**PROMPT**. Reproduce the full listing below verbatim, line for line.

═════ DATA ENTRIES

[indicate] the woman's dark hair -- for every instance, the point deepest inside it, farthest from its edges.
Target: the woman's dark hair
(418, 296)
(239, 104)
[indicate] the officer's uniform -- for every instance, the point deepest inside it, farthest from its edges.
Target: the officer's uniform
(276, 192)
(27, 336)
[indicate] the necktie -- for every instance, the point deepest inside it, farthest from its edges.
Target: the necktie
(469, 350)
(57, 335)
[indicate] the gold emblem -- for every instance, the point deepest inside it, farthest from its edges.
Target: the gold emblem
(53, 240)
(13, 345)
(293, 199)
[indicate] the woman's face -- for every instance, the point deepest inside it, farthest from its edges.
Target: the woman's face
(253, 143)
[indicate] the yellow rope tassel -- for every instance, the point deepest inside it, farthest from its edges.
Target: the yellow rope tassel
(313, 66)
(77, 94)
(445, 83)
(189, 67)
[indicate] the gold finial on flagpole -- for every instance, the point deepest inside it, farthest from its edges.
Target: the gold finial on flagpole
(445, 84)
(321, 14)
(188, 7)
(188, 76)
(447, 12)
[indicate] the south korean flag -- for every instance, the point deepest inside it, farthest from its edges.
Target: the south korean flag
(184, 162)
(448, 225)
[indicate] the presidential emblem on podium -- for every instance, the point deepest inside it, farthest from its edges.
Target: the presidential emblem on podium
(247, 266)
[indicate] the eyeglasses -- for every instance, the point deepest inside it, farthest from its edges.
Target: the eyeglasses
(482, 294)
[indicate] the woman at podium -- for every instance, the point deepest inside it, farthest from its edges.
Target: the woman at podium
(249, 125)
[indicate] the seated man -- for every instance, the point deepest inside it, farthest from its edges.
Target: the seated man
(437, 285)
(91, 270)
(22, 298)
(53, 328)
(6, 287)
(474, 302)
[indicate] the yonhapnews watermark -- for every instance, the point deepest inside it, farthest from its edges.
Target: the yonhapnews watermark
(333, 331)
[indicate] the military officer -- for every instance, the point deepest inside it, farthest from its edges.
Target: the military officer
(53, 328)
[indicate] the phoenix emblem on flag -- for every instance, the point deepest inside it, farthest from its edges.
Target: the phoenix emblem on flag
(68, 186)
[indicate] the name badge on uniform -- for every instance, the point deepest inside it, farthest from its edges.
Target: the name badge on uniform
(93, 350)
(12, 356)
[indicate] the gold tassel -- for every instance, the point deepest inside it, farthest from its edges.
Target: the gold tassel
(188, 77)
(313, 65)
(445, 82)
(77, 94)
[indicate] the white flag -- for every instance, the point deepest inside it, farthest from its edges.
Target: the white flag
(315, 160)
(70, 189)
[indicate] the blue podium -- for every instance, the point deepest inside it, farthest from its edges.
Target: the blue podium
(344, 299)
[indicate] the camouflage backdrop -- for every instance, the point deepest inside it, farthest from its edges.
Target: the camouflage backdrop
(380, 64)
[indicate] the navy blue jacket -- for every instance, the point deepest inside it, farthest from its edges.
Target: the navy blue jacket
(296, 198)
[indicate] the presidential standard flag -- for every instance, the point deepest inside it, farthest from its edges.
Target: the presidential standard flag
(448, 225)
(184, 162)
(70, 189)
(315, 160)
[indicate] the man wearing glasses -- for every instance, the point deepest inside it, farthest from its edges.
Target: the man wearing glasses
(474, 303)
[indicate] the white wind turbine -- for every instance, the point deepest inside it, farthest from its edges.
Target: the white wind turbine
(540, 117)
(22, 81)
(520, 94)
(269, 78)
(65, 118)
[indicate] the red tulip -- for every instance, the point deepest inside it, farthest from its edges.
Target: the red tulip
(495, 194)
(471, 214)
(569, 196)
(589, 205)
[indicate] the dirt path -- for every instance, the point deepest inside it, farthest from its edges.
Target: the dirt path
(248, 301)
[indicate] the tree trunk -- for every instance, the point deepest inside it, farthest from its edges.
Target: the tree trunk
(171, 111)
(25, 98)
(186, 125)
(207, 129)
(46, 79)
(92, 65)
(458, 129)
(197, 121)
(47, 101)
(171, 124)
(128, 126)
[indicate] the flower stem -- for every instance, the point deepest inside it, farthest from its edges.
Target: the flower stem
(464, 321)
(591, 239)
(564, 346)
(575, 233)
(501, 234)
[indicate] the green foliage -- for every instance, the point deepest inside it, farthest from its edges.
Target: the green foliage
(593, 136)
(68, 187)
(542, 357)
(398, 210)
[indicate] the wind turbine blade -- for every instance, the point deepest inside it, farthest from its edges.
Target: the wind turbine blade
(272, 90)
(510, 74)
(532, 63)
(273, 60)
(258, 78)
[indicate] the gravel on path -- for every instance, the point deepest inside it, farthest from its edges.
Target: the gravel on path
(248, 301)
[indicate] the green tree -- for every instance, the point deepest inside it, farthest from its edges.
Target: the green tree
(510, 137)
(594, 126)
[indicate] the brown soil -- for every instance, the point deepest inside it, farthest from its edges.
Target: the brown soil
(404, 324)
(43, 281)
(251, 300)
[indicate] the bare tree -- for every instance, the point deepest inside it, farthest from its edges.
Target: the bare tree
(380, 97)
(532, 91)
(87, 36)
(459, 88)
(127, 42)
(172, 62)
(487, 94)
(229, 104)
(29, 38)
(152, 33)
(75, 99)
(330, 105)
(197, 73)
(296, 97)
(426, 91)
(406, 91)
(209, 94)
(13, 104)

══════════

**FINISHED ANSWER**.
[indicate] the woman's dark hair -- for every instance, the point deepest inside it, farthest from its edges.
Target: the woman's dark hair
(418, 296)
(239, 104)
[indicate] the officer's uniform -- for every instance, the point deepest inside it, farthest from its edges.
Target: the officer's uniform
(276, 192)
(27, 336)
[indicate] the necktie -- for every instance, the point deepest inside it, farthest from its edges.
Target: the necktie
(469, 350)
(57, 335)
[indicate] the gold emblem -- for every instance, the point deepest inside it, farthest from its edges.
Target: the gold emblem
(53, 240)
(13, 345)
(293, 199)
[indicate] the woman's face -- for every instance, the point deepest inside it, farthest from its edges.
Target: the woman's face
(253, 143)
[indicate] the yellow rope tassel -- for every instance, the point deepest inside it, farthest from its edges.
Target: the yellow rope tassel
(313, 66)
(77, 94)
(445, 83)
(189, 67)
[indicate] the gold finial on flagpole -- for every instance, the point deepest inside it, farthest from its edges.
Target: the gold finial on flagpole
(445, 84)
(321, 14)
(188, 7)
(188, 76)
(447, 12)
[indicate] the south korean flag -- for every instance, the point deepest inside it, farthest from its edges.
Target: the south korean flag
(184, 162)
(448, 225)
[indicate] the presidential emblem on podium -- for every instance, the point deepest inside it, farthest from its edges.
Target: the presidential emblem on podium
(247, 266)
[indicate] the eyeglasses -- for every instance, the point deepest inside it, farthest from its edges.
Target: the eyeglasses
(482, 294)
[indicate] the woman at podium -- for every instance, the point deepest inside it, farthest from its edges.
Target: the woman at podium
(249, 125)
[indicate] the seated man -- for every instance, the point deepest inside it, farthest from its edges.
Target: the seated man
(437, 285)
(91, 270)
(22, 298)
(53, 328)
(6, 287)
(474, 302)
[indicate] the yonhapnews watermark -- for every instance, the point deepest inside it, farthest from its edges.
Target: the yonhapnews watermark
(333, 331)
[indicate] the military officer -- for every instance, the point deepest inside it, farthest from its edges.
Target: the military officer
(53, 328)
[indicate] the phoenix emblem on flag -- for every instance, the point deepest inside it, farthest from its edges.
Target: the phoenix emblem on flag
(68, 186)
[indicate] the name badge on uniform -- for every instance, the point deepest inside it, farthest from its edges.
Target: the name badge on uniform
(93, 350)
(12, 356)
[indicate] the gold tassel -- for every instance, the point deepest inside it, farthest from its edges.
Target: the gold tassel
(188, 77)
(313, 65)
(445, 82)
(77, 94)
[indicate] the white flag -- for every instance, the point deepest inside it, farthest from its edges.
Target: the white flag
(315, 160)
(70, 189)
[indicate] the blue podium -- for every instance, the point deepest inside it, farthest from its edges.
Target: the blue podium
(344, 299)
[indicate] the camouflage backdrop -- for every instance, the point deepest inside it, farthest from its edges.
Target: the camouflage backdrop
(380, 64)
[indicate] the navy blue jacket -- for every instance, the point deepest inside it, farthest from its edges.
Target: the navy blue jacket
(296, 198)
[indicate] the presidential standard flag -- for every instance, the point deepest inside it, farthest from its edges.
Target: the presidential standard flag
(448, 225)
(184, 162)
(70, 189)
(315, 160)
[indicate] the man wearing glasses -- for every instance, the point deepest inside it, farthest from its edges.
Target: the man wearing glasses
(474, 303)
[indicate] the white wind turbine -- for every instance, the point deepest inside it, farthest from its edges.
Target: the white wind turbine
(540, 117)
(22, 81)
(520, 94)
(269, 78)
(65, 118)
[indicate] the red tulip -- for every instance, the point deepest inside it, farthest from its edges.
Target: the red tulip
(495, 194)
(471, 214)
(569, 196)
(589, 205)
[indicate] the dirt path -- for every instance, the point deepest inside it, farthest from its edges.
Target: the dirt path
(248, 301)
[indicate] the tree trunk -- for every instance, the point deepest inside it, farthest from its edges.
Target: the tree trunk
(171, 111)
(25, 98)
(186, 125)
(207, 129)
(46, 79)
(92, 65)
(458, 129)
(197, 121)
(47, 101)
(171, 124)
(128, 126)
[indicate] the flower stem -- for every instance, the point deepest inside it, farthest from its edges.
Target: the flower stem
(464, 321)
(591, 239)
(564, 346)
(575, 233)
(501, 234)
[indicate] the green foliage -- for every instance, the point deepest inside it, farthest from its edges.
Target: the green foliage
(593, 136)
(68, 187)
(542, 357)
(398, 210)
[indicate] the wind turbine blade -- for every instance, the point deepest inside it, farthest from its edges.
Target: the wind turbine blade
(272, 90)
(510, 74)
(532, 63)
(273, 60)
(258, 78)
[indicate] the gravel on path -- for every instance, the point deepest inside it, farthest from its edges.
Target: the gravel on path
(248, 301)
[indicate] the green tree -- for every instance, the point deepest inside it, farthest from its edges.
Target: the green tree
(510, 137)
(594, 126)
[indicate] the brown soil -- for every instance, the point deepest inside it, farthest from its edges.
Target: the brown soil
(404, 324)
(43, 281)
(251, 300)
[indicate] the bare tree -- for every instance, the point deepest inside it, farthest from its edges.
Target: the bare tree
(380, 97)
(532, 91)
(87, 36)
(459, 88)
(127, 42)
(172, 62)
(487, 94)
(229, 104)
(29, 38)
(152, 33)
(75, 99)
(330, 105)
(197, 73)
(296, 97)
(426, 91)
(406, 91)
(209, 94)
(13, 104)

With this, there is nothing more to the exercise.